> TO DO: Transcribe the entries below without changing a word, and omit every picture.

> GIVEN DATA:
>>

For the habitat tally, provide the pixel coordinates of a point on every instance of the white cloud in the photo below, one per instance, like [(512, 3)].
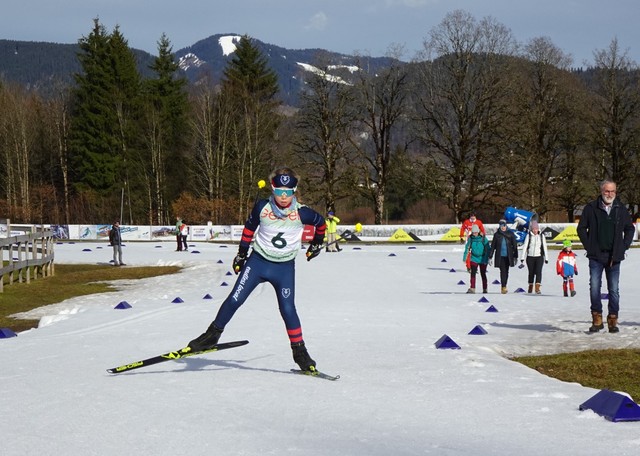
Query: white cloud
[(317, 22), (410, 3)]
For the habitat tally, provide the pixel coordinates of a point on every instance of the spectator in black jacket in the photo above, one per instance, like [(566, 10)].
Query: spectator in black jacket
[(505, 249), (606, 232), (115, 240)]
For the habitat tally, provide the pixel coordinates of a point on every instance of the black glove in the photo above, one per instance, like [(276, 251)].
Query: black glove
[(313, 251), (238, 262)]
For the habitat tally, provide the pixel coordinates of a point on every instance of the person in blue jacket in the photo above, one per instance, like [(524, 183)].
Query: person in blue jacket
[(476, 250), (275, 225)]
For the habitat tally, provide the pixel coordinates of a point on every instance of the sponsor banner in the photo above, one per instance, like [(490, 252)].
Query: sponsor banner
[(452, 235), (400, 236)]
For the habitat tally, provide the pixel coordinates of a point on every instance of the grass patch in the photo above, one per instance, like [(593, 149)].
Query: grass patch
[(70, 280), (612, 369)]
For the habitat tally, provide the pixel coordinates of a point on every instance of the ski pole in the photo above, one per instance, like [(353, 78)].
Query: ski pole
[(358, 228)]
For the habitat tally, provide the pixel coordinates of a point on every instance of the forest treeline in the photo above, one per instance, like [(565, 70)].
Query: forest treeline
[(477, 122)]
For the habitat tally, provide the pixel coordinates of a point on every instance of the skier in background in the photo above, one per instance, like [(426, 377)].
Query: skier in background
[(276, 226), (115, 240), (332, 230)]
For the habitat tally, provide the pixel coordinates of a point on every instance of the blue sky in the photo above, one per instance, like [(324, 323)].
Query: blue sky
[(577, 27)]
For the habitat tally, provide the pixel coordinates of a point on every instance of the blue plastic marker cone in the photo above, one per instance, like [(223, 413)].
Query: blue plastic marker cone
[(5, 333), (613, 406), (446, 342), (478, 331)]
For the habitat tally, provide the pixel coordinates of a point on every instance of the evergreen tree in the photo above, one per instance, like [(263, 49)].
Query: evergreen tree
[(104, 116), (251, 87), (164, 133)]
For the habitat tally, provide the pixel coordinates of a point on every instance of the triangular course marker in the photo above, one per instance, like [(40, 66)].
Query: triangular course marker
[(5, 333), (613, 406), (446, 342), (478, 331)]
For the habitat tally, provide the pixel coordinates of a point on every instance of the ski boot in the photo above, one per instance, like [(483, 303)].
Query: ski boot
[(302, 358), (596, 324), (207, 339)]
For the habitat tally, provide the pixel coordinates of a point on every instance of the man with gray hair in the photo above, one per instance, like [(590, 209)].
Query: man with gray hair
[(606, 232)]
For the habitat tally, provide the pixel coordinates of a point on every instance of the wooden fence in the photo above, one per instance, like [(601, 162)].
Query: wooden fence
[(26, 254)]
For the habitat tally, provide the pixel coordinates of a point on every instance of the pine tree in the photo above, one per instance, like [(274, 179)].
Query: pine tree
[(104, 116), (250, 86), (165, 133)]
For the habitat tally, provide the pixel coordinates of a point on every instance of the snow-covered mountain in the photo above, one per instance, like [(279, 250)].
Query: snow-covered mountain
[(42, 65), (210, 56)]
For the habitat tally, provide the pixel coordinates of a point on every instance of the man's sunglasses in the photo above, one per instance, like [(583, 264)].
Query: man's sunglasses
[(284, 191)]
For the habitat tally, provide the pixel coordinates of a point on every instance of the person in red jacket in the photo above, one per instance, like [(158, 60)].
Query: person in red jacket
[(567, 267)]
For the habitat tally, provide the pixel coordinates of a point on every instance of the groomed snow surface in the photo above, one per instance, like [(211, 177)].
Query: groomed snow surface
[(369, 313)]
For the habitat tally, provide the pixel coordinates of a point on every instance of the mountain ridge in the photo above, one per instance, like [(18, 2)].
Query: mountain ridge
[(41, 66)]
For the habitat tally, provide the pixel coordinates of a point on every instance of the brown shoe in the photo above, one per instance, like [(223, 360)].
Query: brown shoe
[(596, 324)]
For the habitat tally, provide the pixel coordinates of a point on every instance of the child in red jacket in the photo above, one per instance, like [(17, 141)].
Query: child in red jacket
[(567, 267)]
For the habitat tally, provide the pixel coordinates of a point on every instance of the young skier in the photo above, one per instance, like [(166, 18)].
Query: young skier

<<

> PROBLEM SOLUTION:
For the habitat tally, provide the pixel coordinates of a point on every instance of the white cloud in the photo below, one per instance, like [(512, 3)].
Query: white cloud
[(317, 22), (410, 3)]
For the habitat tally, provide the pixel coordinates of a point on every instance of the spectator in black jacket in the photo above, one per instance, like [(566, 10)].
Query: spectator in black jacket
[(505, 249), (606, 232), (115, 240)]
For the habitat tally, provide the pixel coordinates of a point on every instance of the black glove in the photo above, one per instance, like [(276, 251)].
Query: black glove
[(313, 251), (238, 262)]
For the habitat tally, provide the pixel coordinates of a point on every instance of the person in blue jacket in the photo above, one per instance, like [(524, 183)].
Query: person in blue jacket
[(476, 250), (275, 225)]
For the habitat tally, provide the pixel coordinates of a point on every instance of the sponsor banner in the photo above, one per instance, like [(490, 252)].
Query: sponsor banner
[(452, 235), (400, 236)]
For the habitat tally, provide the pixel coordinates of a point on every instance of the grass patch in the photo above, one per instance, like [(593, 149)].
Query: grass patch
[(70, 280), (612, 369)]
For the habitat tally, provide the pixel coordinates of a point on every instance of the ski pole in the photo above, one per instance, like [(353, 78)].
Query: ski pole
[(358, 228)]
For the habitat tally, provide the pixel coordinates of a point on every instance of the forest treeline in the photo above, one per instance, like [(565, 70)].
Query: forest treeline
[(477, 122)]
For the habitat tally, provide the pixel coordinates of a point on every instance of the skier in background in the photo above, one per instance, like [(426, 377)].
Query: skier in background
[(276, 226), (115, 240), (332, 230)]
For the habitat tally, provide the pixel coordinates of a point on every instance of the blue sky in the photo above, one per instance, like [(324, 323)].
Query: blue sky
[(577, 27)]
For the habitat tally, provide the pixel coordinates of a point on every instance of the blue plastic marker cone in the photo above, one per instance, like [(223, 413)].
Query: blue plastic marker cone
[(5, 333), (613, 406), (446, 342), (478, 331)]
For the habitat tally, provide the pixel coordinates of a point on every instance of the evergreen tree in the photo above, one per instance, like [(263, 49)].
Query: evergreen tree
[(104, 116), (251, 87), (164, 133)]
For the habitat tally, provide the pixel coordinates of a point on every instance of the triangular course marker in the photo above, one per instance, like [(40, 66)].
Query: triangular course marker
[(5, 333), (613, 406), (446, 342), (478, 331)]
For the habitat tally, provide the pixel coordinates of a point on every instance of the ski boot in the photo above, one per instance, like [(483, 303)].
Query: ski boot
[(302, 358), (596, 324), (207, 339)]
For the habitat tally, provide the pixel coordinates of a point on every instance of the man with gray hair in the photo above, one per instance, like [(590, 209)].
Query: man with gray hair
[(606, 232)]
For the habitat tally, provide the pixel coordinates of a point on every instance of the wooden fence in the photo above, one per instance, like [(601, 162)].
Query: wooden fence
[(26, 254)]
For the habitat tally, provide the pixel coordinates of a point on every instance of the pine tree in the photo above, one per instance, like [(274, 179)].
Query: pine tree
[(104, 116), (250, 86), (165, 133)]
For the habitat tally, provide the pixel coordinates of a point on every instance of the snow-covered mountain in the photo above, one per instance, like [(279, 250)].
Query: snow-covered mountain
[(42, 65), (210, 56)]
For the habitat tally, provide the pixel coordinates of a point on every instance of the man's sunglasses in the photo above, one per instance, like [(583, 264)].
Query: man's sunglasses
[(284, 191)]
For the habitat tally, provide the pixel coordinates of a point on every instance of the person in red jacket in the photo above, one per instance, like [(158, 60)].
Query: person in red jacket
[(567, 267)]
For the habitat tally, provide the pixel coordinates of a point on every instance of the groomed snow surface in the photo above, one per instance, like [(211, 177)].
Query: groomed snow surface
[(369, 313)]
For the habitat tally, provide the pixel coordinates of a point on every instance of the mountain ridge in the photo above, one per instance, like [(18, 2)].
Query: mountain ridge
[(41, 66)]
For the habitat tally, provide the pixel coordinates of a point on every instance of the brown shoe in the photo above, one per instance, like [(223, 360)].
Query: brown shoe
[(596, 324)]
For the habitat tally, provide the pixel coordinates of a point on every instance of the child in red jacket in the photo above, one per instance, like [(17, 141)].
Query: child in red jacket
[(567, 267)]
For the habitat tally, provide the pixel coordinates of a point on every instance of the young skier in the photo above, one per instance, like [(166, 18)].
Query: young skier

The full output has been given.